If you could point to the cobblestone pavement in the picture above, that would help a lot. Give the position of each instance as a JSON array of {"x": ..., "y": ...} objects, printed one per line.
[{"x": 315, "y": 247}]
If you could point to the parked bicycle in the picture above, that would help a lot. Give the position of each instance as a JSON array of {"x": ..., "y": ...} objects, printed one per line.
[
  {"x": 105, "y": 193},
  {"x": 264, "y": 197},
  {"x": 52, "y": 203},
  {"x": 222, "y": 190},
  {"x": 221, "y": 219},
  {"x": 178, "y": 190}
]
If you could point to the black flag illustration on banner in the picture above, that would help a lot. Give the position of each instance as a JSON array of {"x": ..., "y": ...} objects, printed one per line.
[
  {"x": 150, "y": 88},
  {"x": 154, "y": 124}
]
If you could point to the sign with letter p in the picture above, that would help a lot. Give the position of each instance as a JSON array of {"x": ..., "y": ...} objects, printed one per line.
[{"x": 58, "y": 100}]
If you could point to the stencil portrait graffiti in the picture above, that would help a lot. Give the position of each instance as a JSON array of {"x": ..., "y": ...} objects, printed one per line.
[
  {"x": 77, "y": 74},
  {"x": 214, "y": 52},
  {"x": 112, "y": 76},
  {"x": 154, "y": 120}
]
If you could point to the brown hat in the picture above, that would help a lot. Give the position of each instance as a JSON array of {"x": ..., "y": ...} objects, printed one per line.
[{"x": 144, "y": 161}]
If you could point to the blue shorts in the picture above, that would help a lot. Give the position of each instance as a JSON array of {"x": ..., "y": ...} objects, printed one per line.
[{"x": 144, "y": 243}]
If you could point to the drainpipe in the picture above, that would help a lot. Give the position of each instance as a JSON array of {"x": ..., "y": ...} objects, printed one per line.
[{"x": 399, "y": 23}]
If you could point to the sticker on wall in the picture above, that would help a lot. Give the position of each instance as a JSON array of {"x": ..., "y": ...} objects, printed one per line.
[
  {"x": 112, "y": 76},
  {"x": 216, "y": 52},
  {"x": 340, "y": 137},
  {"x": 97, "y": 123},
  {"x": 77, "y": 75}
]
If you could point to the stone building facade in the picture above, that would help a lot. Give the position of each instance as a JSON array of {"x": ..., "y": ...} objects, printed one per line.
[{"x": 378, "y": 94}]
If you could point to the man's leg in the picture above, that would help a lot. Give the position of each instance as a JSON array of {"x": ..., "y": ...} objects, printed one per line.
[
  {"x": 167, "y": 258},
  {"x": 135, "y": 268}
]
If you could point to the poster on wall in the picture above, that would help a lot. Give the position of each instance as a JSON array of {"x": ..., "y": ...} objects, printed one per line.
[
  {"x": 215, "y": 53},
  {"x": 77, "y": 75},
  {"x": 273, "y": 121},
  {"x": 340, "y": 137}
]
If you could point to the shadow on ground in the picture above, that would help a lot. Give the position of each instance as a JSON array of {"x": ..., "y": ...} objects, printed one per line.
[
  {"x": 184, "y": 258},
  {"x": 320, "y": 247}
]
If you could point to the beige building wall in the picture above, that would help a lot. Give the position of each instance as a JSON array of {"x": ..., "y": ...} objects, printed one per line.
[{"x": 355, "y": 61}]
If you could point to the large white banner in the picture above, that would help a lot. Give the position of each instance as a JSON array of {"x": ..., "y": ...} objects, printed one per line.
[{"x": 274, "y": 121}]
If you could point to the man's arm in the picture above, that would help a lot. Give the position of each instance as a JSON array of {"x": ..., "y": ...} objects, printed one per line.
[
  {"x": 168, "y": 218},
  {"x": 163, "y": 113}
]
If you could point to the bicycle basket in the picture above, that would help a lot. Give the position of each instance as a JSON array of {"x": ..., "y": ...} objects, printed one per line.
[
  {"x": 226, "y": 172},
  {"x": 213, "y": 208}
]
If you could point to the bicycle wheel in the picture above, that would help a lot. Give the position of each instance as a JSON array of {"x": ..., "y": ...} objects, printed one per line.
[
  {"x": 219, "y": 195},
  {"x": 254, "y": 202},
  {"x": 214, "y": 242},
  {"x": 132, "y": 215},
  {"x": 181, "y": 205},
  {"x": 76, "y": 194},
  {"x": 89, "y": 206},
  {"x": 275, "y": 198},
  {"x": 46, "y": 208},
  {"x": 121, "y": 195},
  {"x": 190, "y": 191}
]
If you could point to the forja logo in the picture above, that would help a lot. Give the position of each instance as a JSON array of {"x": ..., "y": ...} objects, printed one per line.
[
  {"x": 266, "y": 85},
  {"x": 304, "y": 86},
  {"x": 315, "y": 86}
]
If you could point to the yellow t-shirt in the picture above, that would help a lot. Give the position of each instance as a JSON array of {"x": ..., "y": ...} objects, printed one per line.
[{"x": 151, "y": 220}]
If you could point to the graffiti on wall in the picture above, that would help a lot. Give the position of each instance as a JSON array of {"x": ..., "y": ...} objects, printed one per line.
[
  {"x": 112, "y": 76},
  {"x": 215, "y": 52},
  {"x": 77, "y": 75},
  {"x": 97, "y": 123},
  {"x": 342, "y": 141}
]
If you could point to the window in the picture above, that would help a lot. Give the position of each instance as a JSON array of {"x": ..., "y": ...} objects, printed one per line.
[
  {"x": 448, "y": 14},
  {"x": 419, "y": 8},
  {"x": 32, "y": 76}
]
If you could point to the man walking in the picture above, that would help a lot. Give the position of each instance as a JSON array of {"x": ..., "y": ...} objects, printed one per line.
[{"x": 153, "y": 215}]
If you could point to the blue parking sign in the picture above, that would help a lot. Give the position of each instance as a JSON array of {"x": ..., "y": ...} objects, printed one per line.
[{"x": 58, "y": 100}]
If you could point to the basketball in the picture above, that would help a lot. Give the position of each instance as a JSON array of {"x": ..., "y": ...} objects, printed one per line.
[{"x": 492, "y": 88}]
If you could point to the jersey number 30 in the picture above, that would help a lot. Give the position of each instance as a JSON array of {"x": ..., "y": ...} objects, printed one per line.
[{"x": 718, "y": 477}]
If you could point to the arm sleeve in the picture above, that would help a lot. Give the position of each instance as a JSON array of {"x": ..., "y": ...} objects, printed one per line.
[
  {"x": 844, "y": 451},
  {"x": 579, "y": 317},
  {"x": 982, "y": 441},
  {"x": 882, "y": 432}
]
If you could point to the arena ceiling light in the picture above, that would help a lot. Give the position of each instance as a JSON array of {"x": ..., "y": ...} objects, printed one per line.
========================================================================
* EXERCISE GOAL
Please retype all of the data above exactly as it appears.

* EXPECTED ANSWER
If you could point to the cobblestone pavement in the picture above, that would help a lot. Give the position of each instance as a JSON array of {"x": ..., "y": ...} objects, printed one per line.
[{"x": 315, "y": 247}]
If you could point to the parked bicycle in the picture above, that would help a lot. Give the position of each instance as a JSON array of {"x": ..., "y": ...} objects, printed one per line.
[
  {"x": 105, "y": 193},
  {"x": 264, "y": 197},
  {"x": 52, "y": 203},
  {"x": 222, "y": 190},
  {"x": 221, "y": 219},
  {"x": 178, "y": 190}
]
If you could point to the black flag illustration on banner in the picture above, that would help a lot. Give the position of each instance as a JSON array of {"x": ..., "y": ...} objects, printed one per line.
[
  {"x": 150, "y": 88},
  {"x": 154, "y": 124}
]
If you could point to the sign with letter p in the picture above, that would help a lot. Give the position of each instance as a JSON array of {"x": ..., "y": ...} objects, printed one per line.
[{"x": 58, "y": 100}]
If you could point to the stencil portrait graffiti in the picture above, that would help a lot. Give the position of each instance as a JSON array of {"x": ..., "y": ...} objects, printed one per line.
[
  {"x": 77, "y": 74},
  {"x": 214, "y": 52},
  {"x": 112, "y": 76},
  {"x": 154, "y": 120}
]
If you could point to the brown hat in the picture above, that would help a lot. Give the position of each instance as a JSON array of {"x": ..., "y": ...} objects, printed one per line.
[{"x": 144, "y": 161}]
If you could point to the blue shorts in the picture above, that would help a lot. Give the position of each instance as a JSON array of {"x": ..., "y": ...} objects, printed one per line.
[{"x": 144, "y": 243}]
If you could point to the drainpipe in the picture above, that would help a lot. Give the position of each instance as a JSON array of {"x": ..., "y": ...} objects, printed one per line.
[{"x": 399, "y": 23}]
If you could point to the sticker on wall in the picture above, that would help a lot. Give the position of each instance as a JSON array of {"x": ..., "y": ...} objects, printed one per line.
[
  {"x": 112, "y": 76},
  {"x": 216, "y": 52},
  {"x": 340, "y": 137},
  {"x": 97, "y": 123},
  {"x": 77, "y": 75}
]
If you could point to the stone building facade in the picture above, that would help a lot. Give the position of each instance as a JSON array of {"x": ..., "y": ...} objects, printed one per line.
[{"x": 378, "y": 94}]
If you could point to the man's leg in the picture above, that would help a lot. Give the position of each instance as a JSON array of {"x": ..., "y": ...} objects, printed one per line.
[
  {"x": 167, "y": 258},
  {"x": 135, "y": 268}
]
If you could point to the poster on wall in the picture above, that would help a lot. Give the position of each instance as a JSON array of {"x": ..., "y": ...} objects, printed one per line.
[
  {"x": 215, "y": 53},
  {"x": 77, "y": 75},
  {"x": 273, "y": 121},
  {"x": 340, "y": 137}
]
If you could point to the shadow on ground in the picture above, that would help a lot. Give the position of each instance as a JSON array of {"x": ..., "y": ...} objects, printed one per line.
[
  {"x": 184, "y": 258},
  {"x": 320, "y": 247}
]
If you could point to the beige building wall in the picture above, that would help a lot. Give the position of each instance as a JSON array of {"x": ..., "y": ...} objects, printed one per line.
[{"x": 355, "y": 61}]
If you could point to the large white banner in the picture above, that would help a lot. Give the position of each instance as a JSON array of {"x": ..., "y": ...} objects, printed one per line.
[{"x": 274, "y": 121}]
If you could point to the man's arm in the picture above, that would help a lot. Give the position of each instance as a JSON array of {"x": ..., "y": ...} objects, printed one per line.
[
  {"x": 168, "y": 218},
  {"x": 163, "y": 113}
]
If you could point to the bicycle basket in the picture above, that would help a lot. Give the position of each instance as a JSON array of {"x": ..., "y": ...} objects, printed one per line.
[
  {"x": 226, "y": 172},
  {"x": 213, "y": 208}
]
If you could point to the bicycle wheel in the picture above, that would help a lot. Give the position of each instance as a JSON array of {"x": ..., "y": ...} objects, printed one per line.
[
  {"x": 219, "y": 195},
  {"x": 254, "y": 202},
  {"x": 214, "y": 242},
  {"x": 132, "y": 215},
  {"x": 181, "y": 205},
  {"x": 76, "y": 194},
  {"x": 89, "y": 206},
  {"x": 275, "y": 198},
  {"x": 46, "y": 208},
  {"x": 121, "y": 195},
  {"x": 190, "y": 191}
]
If you could point to the forja logo in the picture above, that would help a lot. Give the position of each instance as a JSON array of {"x": ..., "y": ...} objects, printed one per line.
[
  {"x": 266, "y": 85},
  {"x": 304, "y": 86},
  {"x": 315, "y": 86}
]
If you could point to the yellow t-shirt in the picture above, that would help a lot. Give the position of each instance as a JSON array of {"x": ..., "y": ...} objects, printed one per line.
[{"x": 151, "y": 220}]
If you could point to the graffiti on wall in the picture above, that would help a lot. Give the position of each instance as a JSON array of {"x": ..., "y": ...} objects, printed one per line.
[
  {"x": 112, "y": 76},
  {"x": 215, "y": 52},
  {"x": 77, "y": 75},
  {"x": 97, "y": 123},
  {"x": 342, "y": 141}
]
If you could point to the window in the picture above, that would help a lot. Give the position of each instance as a JSON array of {"x": ..., "y": ...} objects, printed one per line.
[
  {"x": 448, "y": 14},
  {"x": 419, "y": 8},
  {"x": 32, "y": 76}
]
If you could point to the man walking in the picture above, that would help a lot. Give the position of each instance as a JSON array of {"x": ..., "y": ...} objects, printed one per line.
[{"x": 153, "y": 215}]
If you could point to the blue parking sign in the picture above, that would help a lot. Give the position of each instance as a JSON array of {"x": ..., "y": ...} objects, printed one per line.
[{"x": 58, "y": 100}]
If you could point to the basketball in the picture above, that would help a lot. Give the position of each instance as a JSON array of {"x": ..., "y": ...} objects, printed one per line.
[{"x": 492, "y": 88}]
If you could point to the jersey number 30 in the picture above, that would help a lot. Give the position of each instance as a JSON array of {"x": ..., "y": ...} objects, printed one per line.
[{"x": 718, "y": 477}]
If you could point to the arm sleeve in the picture above, that would help a lot. Give the position of each instance as a JSON array of {"x": ..., "y": ...} objects, printed one per line.
[
  {"x": 844, "y": 451},
  {"x": 579, "y": 317},
  {"x": 982, "y": 441},
  {"x": 882, "y": 432}
]
If you could point to the arena ceiling light in the picture above, that would help a lot. Give the position of each instance as a JSON array of {"x": ..., "y": ...} objects, printed one per line.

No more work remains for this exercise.